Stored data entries
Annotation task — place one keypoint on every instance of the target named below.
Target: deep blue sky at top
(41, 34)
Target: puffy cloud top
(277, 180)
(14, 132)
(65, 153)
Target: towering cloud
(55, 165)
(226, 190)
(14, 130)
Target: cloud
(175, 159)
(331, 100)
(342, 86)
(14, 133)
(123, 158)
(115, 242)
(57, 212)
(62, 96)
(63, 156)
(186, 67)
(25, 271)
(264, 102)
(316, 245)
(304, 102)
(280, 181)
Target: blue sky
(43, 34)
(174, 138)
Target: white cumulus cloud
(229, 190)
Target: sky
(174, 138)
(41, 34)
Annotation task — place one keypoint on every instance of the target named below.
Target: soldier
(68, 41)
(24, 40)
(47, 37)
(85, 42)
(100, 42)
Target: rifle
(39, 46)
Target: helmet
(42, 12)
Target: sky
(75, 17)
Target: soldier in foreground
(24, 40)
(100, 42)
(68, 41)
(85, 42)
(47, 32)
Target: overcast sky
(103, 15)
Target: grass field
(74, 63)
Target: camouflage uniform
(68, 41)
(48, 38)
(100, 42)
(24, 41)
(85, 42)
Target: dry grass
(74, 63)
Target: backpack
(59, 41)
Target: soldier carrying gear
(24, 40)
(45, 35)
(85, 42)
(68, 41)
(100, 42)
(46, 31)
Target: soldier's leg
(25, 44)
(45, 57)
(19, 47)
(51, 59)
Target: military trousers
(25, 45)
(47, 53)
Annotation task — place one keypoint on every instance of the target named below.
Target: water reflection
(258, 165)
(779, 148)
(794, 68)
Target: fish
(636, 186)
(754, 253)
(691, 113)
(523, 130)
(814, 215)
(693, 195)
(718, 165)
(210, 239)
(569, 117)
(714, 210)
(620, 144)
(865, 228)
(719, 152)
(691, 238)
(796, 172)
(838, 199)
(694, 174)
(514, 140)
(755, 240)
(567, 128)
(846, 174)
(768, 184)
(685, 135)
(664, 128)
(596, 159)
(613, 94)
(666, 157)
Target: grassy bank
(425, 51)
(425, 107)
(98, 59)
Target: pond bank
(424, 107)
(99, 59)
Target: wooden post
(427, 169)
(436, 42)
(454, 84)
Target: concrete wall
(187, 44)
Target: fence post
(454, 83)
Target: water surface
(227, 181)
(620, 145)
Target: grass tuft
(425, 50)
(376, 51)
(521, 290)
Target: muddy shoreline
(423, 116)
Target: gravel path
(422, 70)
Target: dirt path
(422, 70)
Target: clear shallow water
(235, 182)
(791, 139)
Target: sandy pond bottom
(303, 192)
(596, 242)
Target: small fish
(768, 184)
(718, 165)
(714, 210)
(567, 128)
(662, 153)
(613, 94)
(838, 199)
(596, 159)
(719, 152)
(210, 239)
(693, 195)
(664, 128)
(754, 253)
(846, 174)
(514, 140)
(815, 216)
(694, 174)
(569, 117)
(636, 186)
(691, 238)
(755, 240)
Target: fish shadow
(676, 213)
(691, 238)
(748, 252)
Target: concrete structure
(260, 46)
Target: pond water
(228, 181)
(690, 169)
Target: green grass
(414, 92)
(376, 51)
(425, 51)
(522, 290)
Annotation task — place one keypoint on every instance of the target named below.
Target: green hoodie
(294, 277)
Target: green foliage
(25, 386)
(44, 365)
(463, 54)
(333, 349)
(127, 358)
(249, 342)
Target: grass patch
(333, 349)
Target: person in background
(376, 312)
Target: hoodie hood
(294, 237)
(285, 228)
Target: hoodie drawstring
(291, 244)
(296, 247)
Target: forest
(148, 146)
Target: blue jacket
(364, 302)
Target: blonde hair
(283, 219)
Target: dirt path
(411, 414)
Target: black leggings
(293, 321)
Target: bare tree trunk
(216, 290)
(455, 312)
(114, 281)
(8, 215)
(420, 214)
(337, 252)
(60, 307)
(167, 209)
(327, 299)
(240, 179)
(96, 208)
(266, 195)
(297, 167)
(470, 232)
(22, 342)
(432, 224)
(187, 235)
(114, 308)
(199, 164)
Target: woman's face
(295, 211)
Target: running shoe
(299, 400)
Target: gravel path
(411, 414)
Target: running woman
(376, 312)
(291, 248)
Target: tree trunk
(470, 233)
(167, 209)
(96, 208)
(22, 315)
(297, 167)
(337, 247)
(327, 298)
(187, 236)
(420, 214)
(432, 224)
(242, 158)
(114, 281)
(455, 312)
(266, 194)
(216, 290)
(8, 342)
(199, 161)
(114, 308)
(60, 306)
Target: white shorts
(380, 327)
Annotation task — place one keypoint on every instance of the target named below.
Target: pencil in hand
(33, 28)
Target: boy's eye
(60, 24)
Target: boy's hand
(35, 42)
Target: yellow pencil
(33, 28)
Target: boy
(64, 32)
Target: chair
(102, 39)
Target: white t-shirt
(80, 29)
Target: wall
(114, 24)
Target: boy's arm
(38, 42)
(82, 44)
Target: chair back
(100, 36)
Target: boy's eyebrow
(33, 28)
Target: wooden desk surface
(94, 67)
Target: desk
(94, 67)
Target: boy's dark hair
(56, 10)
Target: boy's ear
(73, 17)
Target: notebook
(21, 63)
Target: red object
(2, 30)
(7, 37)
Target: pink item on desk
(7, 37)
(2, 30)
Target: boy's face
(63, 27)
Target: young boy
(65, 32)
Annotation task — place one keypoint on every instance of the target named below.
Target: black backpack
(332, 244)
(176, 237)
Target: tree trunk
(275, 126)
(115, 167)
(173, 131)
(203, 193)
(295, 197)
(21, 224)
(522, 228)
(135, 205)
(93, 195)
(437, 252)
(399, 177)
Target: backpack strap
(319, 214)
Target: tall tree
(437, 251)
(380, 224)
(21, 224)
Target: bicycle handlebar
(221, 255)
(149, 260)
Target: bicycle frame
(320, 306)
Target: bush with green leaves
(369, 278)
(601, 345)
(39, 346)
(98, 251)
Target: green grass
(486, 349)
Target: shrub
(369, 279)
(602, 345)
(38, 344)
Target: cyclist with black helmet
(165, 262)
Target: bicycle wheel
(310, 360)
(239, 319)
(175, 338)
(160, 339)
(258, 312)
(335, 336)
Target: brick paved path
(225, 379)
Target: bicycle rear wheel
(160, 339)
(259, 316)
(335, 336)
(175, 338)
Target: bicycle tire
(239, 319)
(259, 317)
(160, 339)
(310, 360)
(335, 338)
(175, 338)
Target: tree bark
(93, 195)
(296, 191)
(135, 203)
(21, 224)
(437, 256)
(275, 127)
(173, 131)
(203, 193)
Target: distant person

ABOUT THIS EXERCISE: Please quote the records above exactly, without skipping a line.

ANSWER BOX:
Annotation task — place one keypoint on every instance of the target named below.
Target: deep blue sky at top
(41, 34)
Target: puffy cloud top
(277, 180)
(14, 132)
(65, 153)
Target: towering cloud
(55, 165)
(226, 190)
(14, 130)
Target: cloud
(175, 159)
(331, 100)
(342, 86)
(14, 133)
(123, 158)
(115, 242)
(57, 212)
(62, 96)
(63, 156)
(186, 67)
(25, 271)
(264, 102)
(316, 245)
(304, 102)
(280, 181)
Target: blue sky
(43, 34)
(174, 138)
Target: white cumulus cloud
(229, 190)
Target: sky
(174, 138)
(41, 34)
Annotation task — place one keypoint on every instance of the target named below.
Target: soldier
(68, 41)
(24, 40)
(47, 37)
(85, 42)
(100, 42)
Target: rifle
(39, 46)
Target: helmet
(42, 12)
Target: sky
(75, 17)
Target: soldier in foreground
(24, 40)
(100, 42)
(68, 41)
(85, 42)
(47, 32)
Target: overcast sky
(103, 15)
Target: grass field
(74, 63)
Target: camouflage uniform
(68, 41)
(48, 38)
(100, 42)
(24, 41)
(85, 42)
Target: dry grass
(74, 63)
Target: backpack
(59, 41)
Target: soldier carrying gear
(24, 40)
(45, 35)
(85, 42)
(68, 41)
(100, 42)
(46, 31)
Target: soldier's leg
(25, 44)
(45, 57)
(19, 47)
(51, 59)
Target: military trousers
(25, 45)
(47, 53)
Annotation task — place one keypoint on every instance of the target named below.
Target: water reflection
(258, 165)
(779, 148)
(794, 68)
Target: fish
(636, 186)
(754, 253)
(691, 113)
(523, 130)
(814, 215)
(693, 195)
(718, 165)
(210, 239)
(569, 117)
(714, 210)
(620, 144)
(865, 228)
(719, 152)
(691, 238)
(796, 172)
(838, 199)
(694, 174)
(514, 140)
(755, 240)
(567, 128)
(846, 174)
(768, 184)
(685, 135)
(664, 128)
(596, 159)
(613, 94)
(666, 157)
Target: grassy bank
(425, 51)
(425, 107)
(98, 59)
Target: pond bank
(424, 107)
(99, 59)
Target: wooden post
(427, 169)
(436, 42)
(454, 84)
Target: concrete wall
(187, 44)
Target: fence post
(454, 83)
Target: water surface
(227, 181)
(620, 145)
Target: grass tuft
(425, 50)
(376, 51)
(521, 290)
Target: muddy shoreline
(423, 116)
Target: gravel path
(422, 70)
Target: dirt path
(422, 70)
Target: clear shallow water
(235, 182)
(791, 139)
Target: sandy pond bottom
(303, 192)
(596, 242)
Target: small fish
(768, 184)
(718, 165)
(714, 210)
(567, 128)
(662, 153)
(613, 94)
(838, 199)
(596, 159)
(719, 152)
(210, 239)
(693, 195)
(664, 128)
(754, 253)
(846, 174)
(514, 140)
(815, 216)
(694, 174)
(569, 117)
(636, 186)
(691, 238)
(755, 240)
Target: fish shadow
(676, 213)
(691, 238)
(748, 252)
Target: concrete structure
(260, 46)
Target: pond water
(228, 181)
(690, 169)
Target: green grass
(414, 92)
(376, 51)
(425, 51)
(522, 290)
Annotation task — place one keypoint on every instance of the target named below.
Target: green hoodie
(294, 277)
Target: green foliage
(25, 386)
(44, 365)
(463, 54)
(333, 349)
(127, 358)
(249, 342)
Target: grass patch
(333, 349)
Target: person in background
(376, 312)
Target: hoodie hood
(294, 237)
(285, 228)
Target: hoodie drawstring
(291, 244)
(296, 247)
Target: forest
(148, 146)
Target: blue jacket
(364, 302)
Target: blonde hair
(283, 219)
Target: dirt path
(411, 414)
Target: black leggings
(293, 321)
Target: bare tree trunk
(216, 290)
(455, 312)
(114, 281)
(8, 215)
(420, 214)
(337, 252)
(60, 307)
(167, 209)
(327, 299)
(240, 179)
(96, 208)
(266, 195)
(297, 167)
(470, 232)
(22, 342)
(432, 224)
(187, 235)
(114, 308)
(199, 164)
Target: woman's face
(295, 211)
Target: running shoe
(299, 400)
Target: gravel path
(411, 414)
Target: running woman
(376, 312)
(291, 248)
Target: tree trunk
(470, 233)
(167, 209)
(96, 208)
(22, 315)
(297, 167)
(337, 247)
(327, 298)
(187, 236)
(420, 214)
(432, 224)
(242, 158)
(114, 281)
(455, 312)
(266, 194)
(216, 290)
(8, 342)
(199, 161)
(114, 308)
(60, 306)
Target: white shorts
(380, 327)
Annotation task — place one keypoint on every instance of the target named below.
Target: pencil in hand
(33, 28)
Target: boy's eye
(60, 24)
Target: boy's hand
(35, 42)
Target: yellow pencil
(33, 28)
Target: boy
(64, 32)
Target: chair
(102, 39)
Target: white t-shirt
(80, 29)
Target: wall
(114, 24)
Target: boy's arm
(38, 42)
(82, 44)
Target: chair back
(100, 36)
Target: boy's eyebrow
(33, 28)
Target: wooden desk surface
(94, 67)
Target: desk
(94, 67)
Target: boy's dark hair
(56, 10)
Target: boy's ear
(73, 17)
Target: notebook
(21, 63)
Target: red object
(2, 30)
(7, 37)
Target: pink item on desk
(7, 37)
(2, 30)
Target: boy's face
(63, 27)
Target: young boy
(65, 32)
Annotation task — place one keypoint on every instance of the target named below.
Target: black backpack
(332, 244)
(176, 237)
Target: tree trunk
(275, 126)
(115, 167)
(173, 131)
(203, 193)
(295, 197)
(21, 224)
(522, 228)
(135, 205)
(93, 195)
(437, 252)
(399, 177)
Target: backpack strap
(319, 214)
Target: tall tree
(437, 251)
(380, 224)
(21, 224)
Target: bicycle handlebar
(221, 255)
(149, 260)
Target: bicycle frame
(320, 306)
Target: bush with green leaves
(369, 278)
(601, 345)
(39, 346)
(98, 251)
Target: green grass
(486, 349)
Target: shrub
(369, 279)
(602, 345)
(38, 344)
Target: cyclist with black helmet
(165, 262)
Target: bicycle wheel
(310, 360)
(239, 319)
(175, 338)
(160, 339)
(258, 312)
(335, 336)
Target: brick paved path
(225, 379)
Target: bicycle rear wheel
(160, 339)
(259, 316)
(335, 336)
(175, 338)
Target: bicycle tire
(239, 319)
(259, 317)
(160, 339)
(310, 360)
(335, 338)
(175, 338)
Target: tree bark
(93, 195)
(296, 191)
(135, 203)
(21, 224)
(437, 256)
(275, 127)
(173, 131)
(203, 193)
Target: distant person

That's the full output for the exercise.